*What is required*.
Your answer is the lines below, exactly, from the one that contains "Where can you find the green" through the one that contains "Where can you find the evergreen", both included.

*Material provided*.
----------
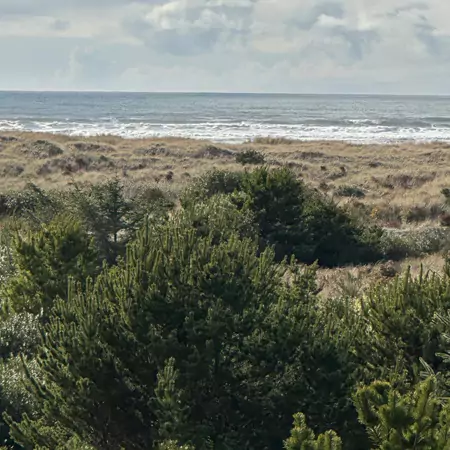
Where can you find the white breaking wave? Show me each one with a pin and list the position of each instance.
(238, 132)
----------
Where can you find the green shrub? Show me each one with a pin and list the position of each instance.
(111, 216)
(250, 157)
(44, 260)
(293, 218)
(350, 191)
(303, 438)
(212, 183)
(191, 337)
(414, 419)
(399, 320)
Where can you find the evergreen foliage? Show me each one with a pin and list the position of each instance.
----------
*Task result*.
Where can you find the green shrub? Show me each one with a pin and list the position of each instance.
(111, 216)
(250, 157)
(44, 260)
(293, 218)
(350, 191)
(303, 438)
(212, 183)
(191, 337)
(414, 419)
(399, 320)
Where can you find the evergreen foliage? Show me each one with a pin and list the position of each instance.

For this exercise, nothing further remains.